Task to complete: Please output the listing below character for character and omit the images.
··········
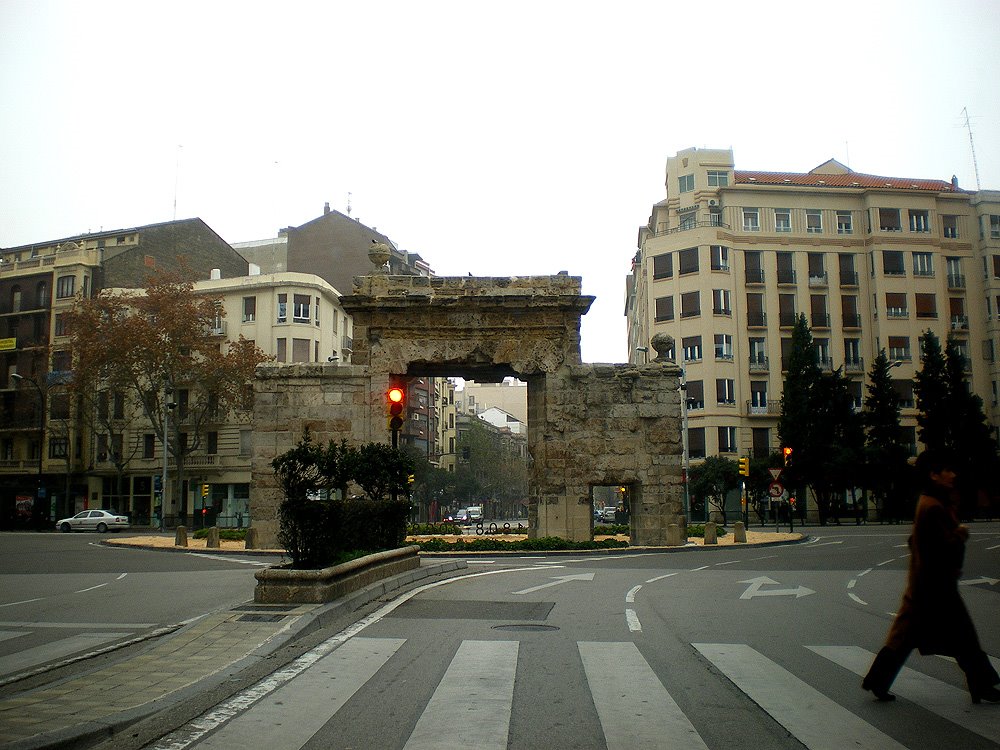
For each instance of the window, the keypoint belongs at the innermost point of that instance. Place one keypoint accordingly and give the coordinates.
(692, 348)
(300, 308)
(950, 226)
(895, 305)
(899, 348)
(723, 346)
(695, 394)
(926, 305)
(786, 269)
(664, 308)
(58, 447)
(725, 391)
(720, 258)
(782, 220)
(919, 221)
(717, 179)
(249, 309)
(663, 266)
(892, 263)
(696, 442)
(300, 350)
(688, 261)
(721, 302)
(923, 264)
(727, 440)
(888, 220)
(814, 220)
(848, 274)
(65, 286)
(690, 304)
··········
Response area:
For each instance of the window, the keypoint belongs at the innermost point of that instance. Place one keypoint accordingly and give the coordinates.
(692, 348)
(300, 308)
(950, 226)
(895, 305)
(899, 348)
(723, 346)
(695, 394)
(926, 305)
(786, 269)
(664, 308)
(58, 447)
(725, 391)
(720, 258)
(782, 220)
(919, 221)
(717, 179)
(249, 309)
(663, 266)
(892, 263)
(696, 442)
(300, 350)
(688, 261)
(721, 302)
(923, 264)
(727, 440)
(888, 220)
(814, 220)
(848, 274)
(65, 286)
(690, 304)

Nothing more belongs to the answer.